## [TASK INPUT]
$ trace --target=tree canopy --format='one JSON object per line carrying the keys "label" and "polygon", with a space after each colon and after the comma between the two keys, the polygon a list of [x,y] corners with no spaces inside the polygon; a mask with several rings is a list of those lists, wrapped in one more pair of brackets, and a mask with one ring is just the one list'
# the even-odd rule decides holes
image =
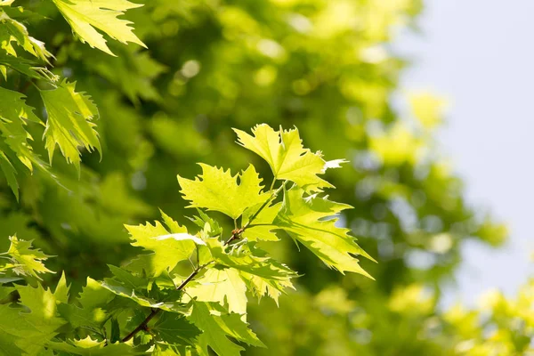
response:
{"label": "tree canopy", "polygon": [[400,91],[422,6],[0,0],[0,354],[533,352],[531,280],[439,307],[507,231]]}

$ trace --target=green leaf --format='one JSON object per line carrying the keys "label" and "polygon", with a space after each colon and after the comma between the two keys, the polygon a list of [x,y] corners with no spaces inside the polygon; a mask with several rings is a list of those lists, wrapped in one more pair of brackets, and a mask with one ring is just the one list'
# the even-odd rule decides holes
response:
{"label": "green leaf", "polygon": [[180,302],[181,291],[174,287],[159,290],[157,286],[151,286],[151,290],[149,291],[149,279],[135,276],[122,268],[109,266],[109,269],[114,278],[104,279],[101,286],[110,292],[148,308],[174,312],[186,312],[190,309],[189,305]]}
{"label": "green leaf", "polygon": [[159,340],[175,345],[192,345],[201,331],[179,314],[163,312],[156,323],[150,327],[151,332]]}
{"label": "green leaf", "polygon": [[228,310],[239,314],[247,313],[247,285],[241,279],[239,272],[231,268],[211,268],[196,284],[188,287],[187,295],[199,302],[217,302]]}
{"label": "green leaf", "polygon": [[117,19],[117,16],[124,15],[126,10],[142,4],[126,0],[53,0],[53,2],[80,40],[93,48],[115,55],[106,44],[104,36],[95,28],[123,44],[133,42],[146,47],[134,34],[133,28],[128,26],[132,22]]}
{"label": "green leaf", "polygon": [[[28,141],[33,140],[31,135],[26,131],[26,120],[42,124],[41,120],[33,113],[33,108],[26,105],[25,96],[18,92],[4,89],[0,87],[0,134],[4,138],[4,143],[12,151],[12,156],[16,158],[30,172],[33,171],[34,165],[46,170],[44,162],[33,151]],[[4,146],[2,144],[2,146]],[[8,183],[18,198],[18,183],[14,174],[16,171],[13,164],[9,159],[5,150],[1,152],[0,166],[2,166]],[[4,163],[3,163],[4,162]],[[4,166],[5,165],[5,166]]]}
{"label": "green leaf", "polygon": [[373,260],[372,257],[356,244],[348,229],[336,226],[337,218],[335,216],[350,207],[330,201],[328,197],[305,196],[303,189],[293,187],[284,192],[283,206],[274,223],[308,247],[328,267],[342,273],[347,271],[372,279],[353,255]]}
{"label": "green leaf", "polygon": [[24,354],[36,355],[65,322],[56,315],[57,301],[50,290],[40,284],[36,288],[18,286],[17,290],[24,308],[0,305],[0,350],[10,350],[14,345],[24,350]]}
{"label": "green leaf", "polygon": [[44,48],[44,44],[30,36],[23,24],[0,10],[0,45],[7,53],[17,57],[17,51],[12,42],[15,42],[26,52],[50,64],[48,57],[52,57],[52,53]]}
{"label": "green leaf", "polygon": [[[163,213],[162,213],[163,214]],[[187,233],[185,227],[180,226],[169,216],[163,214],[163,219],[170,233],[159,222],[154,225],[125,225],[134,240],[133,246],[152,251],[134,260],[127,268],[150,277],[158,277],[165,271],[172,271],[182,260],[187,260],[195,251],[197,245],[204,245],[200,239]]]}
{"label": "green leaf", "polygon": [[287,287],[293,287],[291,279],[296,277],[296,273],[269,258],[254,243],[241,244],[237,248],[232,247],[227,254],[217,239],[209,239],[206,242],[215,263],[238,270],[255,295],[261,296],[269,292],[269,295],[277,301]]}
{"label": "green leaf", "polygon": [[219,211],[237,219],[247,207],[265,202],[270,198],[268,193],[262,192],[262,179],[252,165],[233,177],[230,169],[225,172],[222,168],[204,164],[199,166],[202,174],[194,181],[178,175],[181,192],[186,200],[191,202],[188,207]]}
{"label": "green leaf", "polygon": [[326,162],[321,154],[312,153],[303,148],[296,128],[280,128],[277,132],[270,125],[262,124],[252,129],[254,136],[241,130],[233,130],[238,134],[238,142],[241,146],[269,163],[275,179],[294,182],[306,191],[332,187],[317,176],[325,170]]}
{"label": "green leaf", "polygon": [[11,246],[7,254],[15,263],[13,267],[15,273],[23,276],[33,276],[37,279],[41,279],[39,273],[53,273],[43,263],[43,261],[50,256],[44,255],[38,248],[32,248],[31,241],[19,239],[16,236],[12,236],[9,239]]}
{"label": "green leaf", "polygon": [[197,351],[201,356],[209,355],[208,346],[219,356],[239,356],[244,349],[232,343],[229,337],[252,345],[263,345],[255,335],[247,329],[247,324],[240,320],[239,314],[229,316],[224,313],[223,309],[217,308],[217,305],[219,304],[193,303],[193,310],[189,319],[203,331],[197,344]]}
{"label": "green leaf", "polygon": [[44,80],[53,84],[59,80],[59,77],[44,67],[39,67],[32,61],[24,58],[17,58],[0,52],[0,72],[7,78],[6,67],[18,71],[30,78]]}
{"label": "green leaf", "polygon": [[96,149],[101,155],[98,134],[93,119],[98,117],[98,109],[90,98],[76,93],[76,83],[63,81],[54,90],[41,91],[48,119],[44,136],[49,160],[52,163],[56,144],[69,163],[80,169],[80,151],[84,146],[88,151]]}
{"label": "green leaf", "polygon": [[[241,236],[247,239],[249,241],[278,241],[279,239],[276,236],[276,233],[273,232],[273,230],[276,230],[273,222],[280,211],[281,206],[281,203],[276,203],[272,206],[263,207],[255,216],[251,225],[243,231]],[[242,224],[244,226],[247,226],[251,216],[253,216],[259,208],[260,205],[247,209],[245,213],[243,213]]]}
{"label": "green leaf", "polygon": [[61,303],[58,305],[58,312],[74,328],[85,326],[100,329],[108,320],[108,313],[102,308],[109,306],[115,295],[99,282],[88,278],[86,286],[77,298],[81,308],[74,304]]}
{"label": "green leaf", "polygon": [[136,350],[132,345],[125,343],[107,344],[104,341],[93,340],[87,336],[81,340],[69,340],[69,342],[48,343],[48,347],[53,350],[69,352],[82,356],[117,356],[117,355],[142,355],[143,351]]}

## [WHAT YOU ARE ASKED TO DO]
Pictures are not part of the copy; reproduce everything else in the records exactly.

## [TASK SOLUTION]
$ trace --target=tree canopy --format='one JSON object per line carrying the keys "label" and "polygon", with a space after each colon and after the comma between the two keys, the polygon a list of [x,y] corners with no spaces inside the polygon; a mask with several rings is a list of those lists, wrapped in one more pair of brackets, and a mask with one ring is just the one list'
# the even-odd rule decides holes
image =
response:
{"label": "tree canopy", "polygon": [[400,91],[422,6],[0,0],[0,354],[533,352],[531,280],[439,307],[507,231]]}

$ trace --target=green leaf --format='one JSON object per line carrying the keys "label" and "polygon", with a space after each colon and after the comma between the two keys, the polygon a list of [x,y] corners with no spaces inside the polygon; a mask with several rings is a list of those lists, wrapped in one more pair of brackets, and a mask with one ring is just the one list'
# the even-odd rule decides holes
response:
{"label": "green leaf", "polygon": [[180,302],[181,291],[174,287],[159,290],[157,286],[151,286],[151,290],[149,291],[149,279],[135,276],[122,268],[109,266],[109,269],[114,278],[104,279],[101,286],[110,292],[148,308],[174,312],[186,312],[190,309],[189,305]]}
{"label": "green leaf", "polygon": [[159,340],[175,345],[192,345],[201,331],[179,314],[163,312],[156,323],[150,327],[151,332]]}
{"label": "green leaf", "polygon": [[228,310],[239,314],[247,313],[247,285],[241,279],[239,272],[231,268],[211,268],[196,284],[188,287],[187,295],[199,302],[217,302]]}
{"label": "green leaf", "polygon": [[117,19],[117,16],[124,15],[126,10],[142,4],[126,0],[53,0],[53,2],[80,40],[93,48],[115,55],[106,44],[104,36],[95,28],[123,44],[133,42],[146,47],[134,34],[133,28],[128,26],[132,22]]}
{"label": "green leaf", "polygon": [[[28,141],[33,140],[31,135],[26,131],[26,120],[42,124],[41,120],[33,113],[33,108],[26,105],[25,96],[18,92],[4,89],[0,87],[0,134],[4,138],[4,143],[12,151],[12,156],[16,158],[30,172],[33,171],[34,165],[46,170],[44,162],[33,151]],[[4,146],[2,144],[2,146]],[[8,183],[18,198],[18,183],[14,174],[16,171],[13,164],[9,159],[5,150],[1,152],[0,166],[2,166]],[[4,163],[3,163],[4,162]],[[4,166],[5,165],[5,166]]]}
{"label": "green leaf", "polygon": [[373,260],[372,257],[356,244],[348,229],[336,226],[337,218],[335,216],[350,207],[330,201],[328,197],[305,196],[303,189],[293,187],[284,192],[283,206],[274,223],[308,247],[328,267],[342,273],[347,271],[372,279],[353,255]]}
{"label": "green leaf", "polygon": [[24,354],[36,355],[65,322],[56,315],[57,301],[50,290],[40,284],[36,288],[18,286],[17,290],[24,308],[0,305],[0,350],[10,350],[14,345],[24,350]]}
{"label": "green leaf", "polygon": [[44,48],[44,44],[30,36],[23,24],[0,10],[0,45],[7,53],[17,57],[17,51],[12,42],[15,42],[26,52],[50,64],[48,57],[52,57],[52,53]]}
{"label": "green leaf", "polygon": [[[163,213],[162,213],[163,214]],[[187,233],[185,227],[180,226],[169,216],[163,214],[163,219],[170,233],[159,222],[154,225],[125,225],[134,240],[133,246],[152,251],[134,260],[127,268],[150,277],[158,277],[165,271],[172,271],[182,260],[187,260],[195,251],[197,245],[204,245],[200,239]]]}
{"label": "green leaf", "polygon": [[287,287],[293,287],[291,279],[296,277],[296,273],[269,258],[254,243],[241,244],[237,248],[232,247],[227,254],[217,239],[209,239],[206,242],[215,263],[238,270],[255,295],[261,296],[269,292],[269,295],[277,301]]}
{"label": "green leaf", "polygon": [[219,211],[237,219],[247,207],[265,202],[270,198],[268,193],[262,192],[262,179],[252,165],[233,177],[230,169],[225,172],[222,168],[204,164],[199,166],[202,174],[194,181],[178,175],[181,192],[186,200],[191,202],[188,207]]}
{"label": "green leaf", "polygon": [[326,162],[321,154],[312,153],[303,148],[296,128],[280,128],[277,132],[270,125],[262,124],[252,129],[254,136],[241,130],[233,130],[238,134],[238,142],[241,146],[269,163],[275,179],[294,182],[306,191],[332,187],[317,176],[325,170]]}
{"label": "green leaf", "polygon": [[11,246],[7,254],[15,263],[13,267],[15,273],[23,276],[33,276],[37,279],[41,279],[39,273],[53,273],[43,263],[43,261],[50,256],[44,255],[38,248],[32,248],[31,241],[19,239],[16,236],[12,236],[9,239]]}
{"label": "green leaf", "polygon": [[197,351],[201,356],[209,355],[208,346],[219,356],[239,356],[244,349],[232,343],[229,337],[252,345],[263,345],[255,335],[247,329],[247,324],[240,320],[239,314],[229,316],[224,313],[223,309],[217,308],[217,305],[219,304],[193,303],[193,310],[189,319],[203,331],[197,344]]}
{"label": "green leaf", "polygon": [[44,80],[53,84],[59,80],[59,77],[44,67],[39,67],[32,61],[24,58],[17,58],[0,52],[0,72],[7,78],[6,67],[18,71],[30,78]]}
{"label": "green leaf", "polygon": [[96,149],[101,155],[98,134],[93,119],[98,117],[98,109],[90,98],[76,93],[76,83],[63,81],[54,90],[41,91],[48,119],[44,136],[49,160],[52,163],[56,144],[69,163],[80,169],[80,151],[84,146],[88,151]]}
{"label": "green leaf", "polygon": [[[241,236],[247,239],[249,241],[278,241],[279,239],[276,236],[276,233],[273,232],[273,230],[276,230],[273,222],[280,211],[281,206],[281,203],[276,203],[272,206],[263,207],[255,216],[251,225],[243,231]],[[242,224],[244,226],[247,226],[251,216],[253,216],[259,208],[260,205],[247,209],[245,213],[243,213]]]}
{"label": "green leaf", "polygon": [[61,303],[58,305],[58,312],[74,328],[85,326],[100,329],[108,320],[108,313],[102,308],[109,306],[115,295],[99,282],[88,278],[86,286],[77,298],[81,308],[74,304]]}
{"label": "green leaf", "polygon": [[136,350],[132,345],[125,343],[107,344],[104,341],[93,340],[87,336],[81,340],[69,340],[69,342],[48,343],[48,347],[53,350],[69,352],[82,356],[117,356],[117,355],[142,355],[143,351]]}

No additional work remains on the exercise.